(Location annotation dataset excerpts)
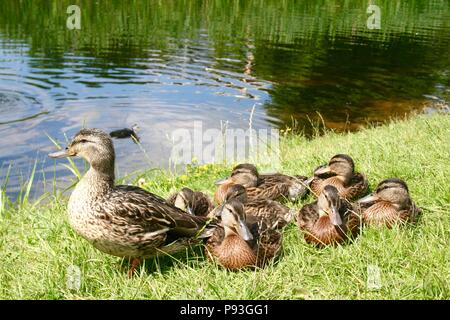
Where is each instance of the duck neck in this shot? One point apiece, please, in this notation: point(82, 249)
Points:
point(98, 180)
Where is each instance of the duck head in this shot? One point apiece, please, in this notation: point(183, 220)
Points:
point(185, 199)
point(329, 203)
point(233, 220)
point(244, 174)
point(341, 166)
point(237, 192)
point(393, 190)
point(93, 145)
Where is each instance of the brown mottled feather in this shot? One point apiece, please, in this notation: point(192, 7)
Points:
point(235, 253)
point(320, 231)
point(201, 205)
point(384, 213)
point(356, 187)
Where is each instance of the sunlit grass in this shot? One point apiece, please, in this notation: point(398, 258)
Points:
point(38, 245)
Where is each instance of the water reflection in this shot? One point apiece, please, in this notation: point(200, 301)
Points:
point(164, 65)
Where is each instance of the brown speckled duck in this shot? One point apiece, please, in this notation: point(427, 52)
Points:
point(262, 186)
point(124, 221)
point(193, 202)
point(329, 220)
point(272, 213)
point(390, 204)
point(238, 244)
point(340, 173)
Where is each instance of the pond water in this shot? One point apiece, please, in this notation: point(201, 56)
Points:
point(165, 64)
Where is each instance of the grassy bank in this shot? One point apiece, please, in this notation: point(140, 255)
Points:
point(38, 246)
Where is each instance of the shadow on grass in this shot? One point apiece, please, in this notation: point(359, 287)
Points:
point(164, 264)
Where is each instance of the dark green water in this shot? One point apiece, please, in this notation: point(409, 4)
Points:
point(164, 64)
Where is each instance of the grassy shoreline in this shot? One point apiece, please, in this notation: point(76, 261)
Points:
point(38, 246)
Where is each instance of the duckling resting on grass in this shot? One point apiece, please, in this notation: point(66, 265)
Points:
point(340, 173)
point(193, 202)
point(264, 186)
point(329, 220)
point(390, 204)
point(239, 244)
point(272, 213)
point(124, 221)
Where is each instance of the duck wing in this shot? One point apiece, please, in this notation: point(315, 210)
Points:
point(357, 186)
point(145, 211)
point(272, 212)
point(308, 216)
point(202, 204)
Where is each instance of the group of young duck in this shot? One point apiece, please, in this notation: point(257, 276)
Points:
point(241, 226)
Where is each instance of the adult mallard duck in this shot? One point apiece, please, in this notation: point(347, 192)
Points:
point(329, 220)
point(124, 221)
point(390, 204)
point(126, 133)
point(272, 213)
point(264, 186)
point(193, 202)
point(238, 244)
point(340, 173)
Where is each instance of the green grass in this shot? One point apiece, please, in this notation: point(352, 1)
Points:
point(38, 246)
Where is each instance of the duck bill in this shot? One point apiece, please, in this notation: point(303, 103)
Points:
point(244, 232)
point(222, 181)
point(322, 170)
point(60, 154)
point(335, 217)
point(371, 198)
point(308, 181)
point(218, 211)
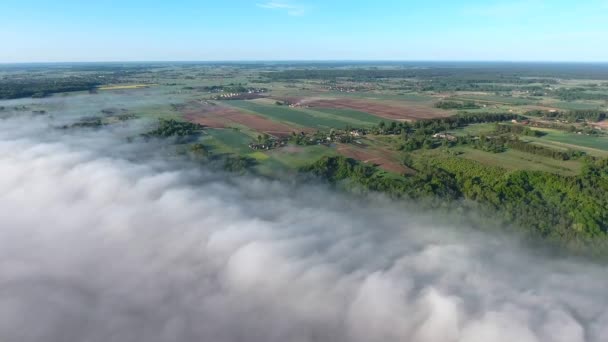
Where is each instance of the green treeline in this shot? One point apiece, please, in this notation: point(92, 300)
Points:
point(572, 94)
point(171, 127)
point(544, 151)
point(571, 116)
point(569, 210)
point(457, 105)
point(17, 88)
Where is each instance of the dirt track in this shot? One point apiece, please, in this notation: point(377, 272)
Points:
point(376, 158)
point(217, 116)
point(404, 113)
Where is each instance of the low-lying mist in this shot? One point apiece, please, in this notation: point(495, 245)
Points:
point(96, 245)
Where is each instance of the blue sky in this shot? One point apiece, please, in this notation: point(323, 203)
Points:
point(144, 30)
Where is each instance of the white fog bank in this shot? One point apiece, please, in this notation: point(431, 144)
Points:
point(94, 247)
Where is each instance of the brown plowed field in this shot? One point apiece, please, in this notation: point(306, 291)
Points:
point(365, 156)
point(216, 116)
point(405, 113)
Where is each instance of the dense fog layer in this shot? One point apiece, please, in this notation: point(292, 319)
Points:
point(96, 245)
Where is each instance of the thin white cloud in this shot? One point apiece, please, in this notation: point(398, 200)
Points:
point(291, 8)
point(505, 9)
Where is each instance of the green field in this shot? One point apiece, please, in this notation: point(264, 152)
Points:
point(292, 116)
point(493, 99)
point(354, 117)
point(227, 141)
point(517, 160)
point(594, 145)
point(574, 105)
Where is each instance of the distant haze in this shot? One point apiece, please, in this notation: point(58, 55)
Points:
point(96, 245)
point(194, 30)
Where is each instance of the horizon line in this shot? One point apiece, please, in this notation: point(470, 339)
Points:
point(311, 61)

◆ YOUR OBJECTIVE ◆
Rewrite the rows from the start of the records through the line containing "point(164, 264)", swapping "in this shot" for "in this image" wherever it occurs and leaving everything else unchanged. Omit the pictures from your answer.

◆ RESPONSE TO THIS TASK ◆
Where is each instance of the duck neck in this image? One point apiece, please, in this notation: point(82, 249)
Points:
point(98, 180)
Where is each instance of the duck head in this image? One point apiece, please, in this notation: point(183, 220)
Points:
point(185, 199)
point(329, 203)
point(233, 220)
point(244, 174)
point(341, 166)
point(237, 192)
point(393, 190)
point(93, 145)
Where is each instance of the brown mottled feather in this image? One point apiece, please, in this notation: point(192, 7)
Points:
point(235, 253)
point(320, 231)
point(201, 205)
point(384, 213)
point(356, 187)
Where is each instance of the sunlit grass in this image? One point apiece, please, in this notation: point(398, 258)
Points:
point(38, 245)
Where is each instance of the water reflection in this image? One point apiece, please, in this notation: point(200, 301)
Points:
point(164, 65)
Where is each instance of the brown speckled duck in this image? One point apiece, please, in this notation: point(427, 52)
Points:
point(262, 186)
point(124, 221)
point(193, 202)
point(329, 220)
point(272, 213)
point(390, 204)
point(238, 244)
point(340, 173)
Where is each instance of the pond water in this image? One point apiece, please, in this notation: point(201, 56)
Points:
point(165, 64)
Where is each instance of the grassy bank in this image? One point apiece, please, in this notation: point(140, 255)
Points:
point(38, 246)
Where is each instance of the shadow on grass in this image? One point apiece, please, in this notation: point(359, 287)
Points:
point(164, 264)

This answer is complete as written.